§ **Given problem**:
Rewrite the entries below, switching every "square-bracketed" to "comma-separated" and changing nothing else.

-=-=-

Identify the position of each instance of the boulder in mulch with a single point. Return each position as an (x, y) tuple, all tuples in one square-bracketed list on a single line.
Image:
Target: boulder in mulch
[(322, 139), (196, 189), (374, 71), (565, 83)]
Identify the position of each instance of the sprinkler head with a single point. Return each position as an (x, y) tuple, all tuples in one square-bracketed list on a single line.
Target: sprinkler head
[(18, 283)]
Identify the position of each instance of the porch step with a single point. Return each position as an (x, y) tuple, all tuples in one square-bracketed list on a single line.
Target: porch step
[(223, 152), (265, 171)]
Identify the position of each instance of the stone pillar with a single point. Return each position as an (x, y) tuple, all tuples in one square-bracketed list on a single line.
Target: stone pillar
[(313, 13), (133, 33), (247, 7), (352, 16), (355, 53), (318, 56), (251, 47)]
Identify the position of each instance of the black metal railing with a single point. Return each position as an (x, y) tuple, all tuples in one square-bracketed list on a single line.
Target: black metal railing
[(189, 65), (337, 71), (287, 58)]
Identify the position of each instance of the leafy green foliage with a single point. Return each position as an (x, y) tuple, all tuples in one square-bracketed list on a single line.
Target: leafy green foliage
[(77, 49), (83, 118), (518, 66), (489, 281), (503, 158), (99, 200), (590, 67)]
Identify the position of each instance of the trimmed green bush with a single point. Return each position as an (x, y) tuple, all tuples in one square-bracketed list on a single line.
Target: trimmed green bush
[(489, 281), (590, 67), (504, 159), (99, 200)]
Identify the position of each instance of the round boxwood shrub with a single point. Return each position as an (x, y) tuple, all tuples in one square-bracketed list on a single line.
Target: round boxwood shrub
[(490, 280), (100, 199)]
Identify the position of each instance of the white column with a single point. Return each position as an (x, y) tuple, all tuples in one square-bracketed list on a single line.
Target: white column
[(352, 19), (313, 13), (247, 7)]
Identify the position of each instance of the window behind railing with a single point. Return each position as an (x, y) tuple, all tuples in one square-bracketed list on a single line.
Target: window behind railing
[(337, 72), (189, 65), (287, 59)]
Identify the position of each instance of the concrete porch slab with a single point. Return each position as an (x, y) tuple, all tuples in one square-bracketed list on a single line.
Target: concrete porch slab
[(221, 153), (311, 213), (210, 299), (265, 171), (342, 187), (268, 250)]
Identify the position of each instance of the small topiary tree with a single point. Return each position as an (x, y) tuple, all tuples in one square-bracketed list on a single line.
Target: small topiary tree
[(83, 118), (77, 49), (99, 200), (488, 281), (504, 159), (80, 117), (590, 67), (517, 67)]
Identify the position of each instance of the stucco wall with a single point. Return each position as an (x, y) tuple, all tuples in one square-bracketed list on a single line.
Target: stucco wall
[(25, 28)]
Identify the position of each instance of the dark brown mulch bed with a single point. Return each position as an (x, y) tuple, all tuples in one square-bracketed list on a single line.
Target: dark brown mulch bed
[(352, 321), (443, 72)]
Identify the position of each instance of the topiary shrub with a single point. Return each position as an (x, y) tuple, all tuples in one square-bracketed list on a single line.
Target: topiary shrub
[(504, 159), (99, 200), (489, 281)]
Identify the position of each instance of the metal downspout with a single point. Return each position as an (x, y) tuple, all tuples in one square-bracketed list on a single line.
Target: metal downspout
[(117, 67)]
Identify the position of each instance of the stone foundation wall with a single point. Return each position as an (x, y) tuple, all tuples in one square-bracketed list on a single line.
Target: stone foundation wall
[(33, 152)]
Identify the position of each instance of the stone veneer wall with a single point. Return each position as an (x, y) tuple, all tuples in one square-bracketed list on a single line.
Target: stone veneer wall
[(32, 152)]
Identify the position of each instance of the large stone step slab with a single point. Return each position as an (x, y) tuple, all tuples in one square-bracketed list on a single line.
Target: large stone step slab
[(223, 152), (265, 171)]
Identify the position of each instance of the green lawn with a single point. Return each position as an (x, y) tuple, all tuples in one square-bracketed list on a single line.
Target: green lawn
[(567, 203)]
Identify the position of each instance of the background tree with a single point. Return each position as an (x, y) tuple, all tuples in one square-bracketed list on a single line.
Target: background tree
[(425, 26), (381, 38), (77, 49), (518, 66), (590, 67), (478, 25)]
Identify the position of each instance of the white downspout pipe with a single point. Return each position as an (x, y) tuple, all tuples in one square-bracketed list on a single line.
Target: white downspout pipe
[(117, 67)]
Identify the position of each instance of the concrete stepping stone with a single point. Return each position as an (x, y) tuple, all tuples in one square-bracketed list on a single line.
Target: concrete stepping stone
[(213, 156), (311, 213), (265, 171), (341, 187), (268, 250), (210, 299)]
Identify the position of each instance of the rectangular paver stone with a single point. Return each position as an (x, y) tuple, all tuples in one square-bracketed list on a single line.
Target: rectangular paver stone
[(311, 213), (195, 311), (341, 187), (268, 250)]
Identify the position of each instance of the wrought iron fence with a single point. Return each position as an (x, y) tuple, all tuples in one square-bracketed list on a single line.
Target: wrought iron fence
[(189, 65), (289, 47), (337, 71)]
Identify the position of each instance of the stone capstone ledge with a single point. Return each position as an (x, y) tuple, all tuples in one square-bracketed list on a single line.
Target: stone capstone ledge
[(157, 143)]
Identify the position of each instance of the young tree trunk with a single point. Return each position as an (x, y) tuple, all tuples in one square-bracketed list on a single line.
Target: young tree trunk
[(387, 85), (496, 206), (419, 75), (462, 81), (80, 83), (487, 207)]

-=-=-

§ **Solution**:
Identify the position of each instance of the boulder in mulch with a single point. Return each position as an (x, y) tuple, all tuples in one comma-separated list on a single line.
Image:
Target: boulder in mulch
[(322, 139), (196, 189), (374, 71), (565, 83)]
Identify the position of each instance of the sprinkler head with a single point. Return each position as an (x, y) tuple, all tuples in one comma-separated list on a single line.
Target: sprinkler head
[(18, 283)]
Identify the position of each instance of the porch step with a single point. Return each position as an (x, y) tuple, all tuples in one comma-separated list on a single line.
Target: porch step
[(223, 152), (265, 171)]
Identify the position of each instance of the stone pillar with a single point. Return each position as an (x, y) tuple, all tuples in one comma-separated list on a single line.
Target: stone pillar
[(313, 13), (133, 33), (247, 7), (352, 16), (355, 53), (318, 56), (251, 47)]
Identify the position of each instance of the black metal railing with a single point. Return each position as an (x, y) tuple, all tuples in one comma-separated list on a single line.
Target: black metal railing
[(189, 65), (337, 71), (287, 58)]
Identify the position of each instance of the leafy green foliage with a single point. Return each position as an (x, y) tuple, all tuples in one comma-separated list on a single line.
Target: leafy green foliage
[(77, 49), (83, 118), (518, 66), (489, 281), (503, 158), (99, 200), (590, 67)]
Identify the position of each instance of the trimmed green bush with a single point. Return each position as an (x, y) tuple, all tuples in one comma-separated list on a single line.
Target: trimmed green bush
[(489, 281), (590, 67), (504, 159), (99, 200)]
Identify the position of each instance of the round boxwood shrub with a single point. Return each position as an (x, y) tuple, all tuples in one comma-separated list on a single line.
Target: round boxwood shrub
[(490, 280), (100, 199)]
Identify the position of each instance of the white column with a single point. Return each position as an (x, y) tuple, all tuples in one comma-separated list on a single line.
Target: white column
[(352, 19), (313, 13), (247, 7)]
Identify the position of each instance of the window behind railing with a single point. Return each position as an (x, y) tuple, all tuples in one comma-separated list on a single line.
Target: window behind railing
[(337, 72), (189, 65), (287, 59)]
Identify the position of each instance of the concrete porch slab with a single point. Return each position as an (x, y) tuple, all tuples in one comma-separated list on a single line.
Target: concrete porch slab
[(221, 153), (311, 213), (210, 299), (265, 171), (342, 187), (268, 250)]
Identify the position of each instance of the small topiary tree with a single point. Return each position as an (x, y) tuple, all tuples in one comma-separated list on a single line.
Target: small topiary tree
[(83, 118), (77, 49), (99, 200), (488, 281), (504, 159), (80, 117), (590, 67), (517, 67)]
Identify the position of each instance of the stucco wall with a single point. Return each position as an (x, y) tuple, all tuples in one comma-separated list on a single line.
Target: stucco wall
[(25, 28)]
Identify the position of each instance of the dark brown mulch bed with a single point. Return each position as an (x, y) tuple, all tuples in one comma-separated list on a single line.
Target: dark brown mulch bed
[(352, 321), (443, 72)]
Identify the position of each instance of the topiary shrub with a single point. Return each position as an (x, y) tuple, all tuples in one comma-separated list on a single line.
Target: topiary shrub
[(504, 159), (99, 200), (489, 281)]
Identify the position of each instance of the metal downspout with a single point. Return each position as an (x, y) tuple, all tuples in one comma-separated list on a single line.
Target: metal downspout
[(117, 67)]
Identify the position of each instance of the stone foundation wall with a single point. Return each position as an (x, y) tuple, all tuples in one comma-separated list on a single line.
Target: stone foundation wall
[(33, 152)]
Identify the position of each instance of the stone veneer wall with a single point. Return each position as an (x, y) tuple, all tuples in one comma-separated list on a single line.
Target: stone veneer wall
[(32, 152)]
Identify the position of each instance of the large stone step slab with a single point. Return each position as an (x, y) tuple, all tuples in one comma-separated list on a single line.
Target: large stone step slab
[(223, 152), (265, 171)]
Identify the position of each instance of the green lawn with a single point. Return each position as an (x, y) tuple, all tuples in one comma-separated list on a single line.
Target: green lawn
[(567, 203)]
Identify the position of each instance of the background tree with a single point. Return each position as an (x, y) tuple, all tuples in one comma-separated list on a single line.
Target: background tree
[(425, 26), (381, 38), (77, 49), (518, 66), (590, 67), (478, 25)]
Identify the position of each instance of the white downspout pipe with a single point. Return each position as an (x, y) tuple, all tuples in one comma-separated list on a single line.
Target: white downspout pipe
[(117, 67)]
Identify the position of each instance of the concrete stepping stone with a single point. Return each position as an (x, y) tuple, all tuples in one comma-separated list on a single line.
Target: concrete stepping stone
[(213, 156), (311, 213), (265, 171), (341, 187), (268, 250), (210, 299)]
Identify the position of each instance of the rectangular paver stone with a single point. Return each position as an (x, y) tuple, all tuples in one comma-separated list on a single line.
Target: rectangular paver stone
[(311, 213), (195, 311), (341, 187), (268, 250)]
Identify the position of each instance of the wrought iron fence with a single point. Return each position as an (x, y) tuple, all tuples in one comma-separated list on a single line.
Target: wrought iron fence
[(189, 65), (289, 47), (337, 71)]
Identify the position of each instance of the stone capstone ledge with a single point. Return each position as an (x, y) tuple, all tuples in one comma-separated list on a single line.
Target: stone capstone ledge
[(157, 143)]
Identify the position of each instance of the young tree trunk with a single point. Return each position as an (x, y) tuple, all tuples in one comma-separated list on a single line.
Target: young tree trunk
[(387, 85), (496, 206), (419, 75), (462, 81), (80, 83), (487, 207)]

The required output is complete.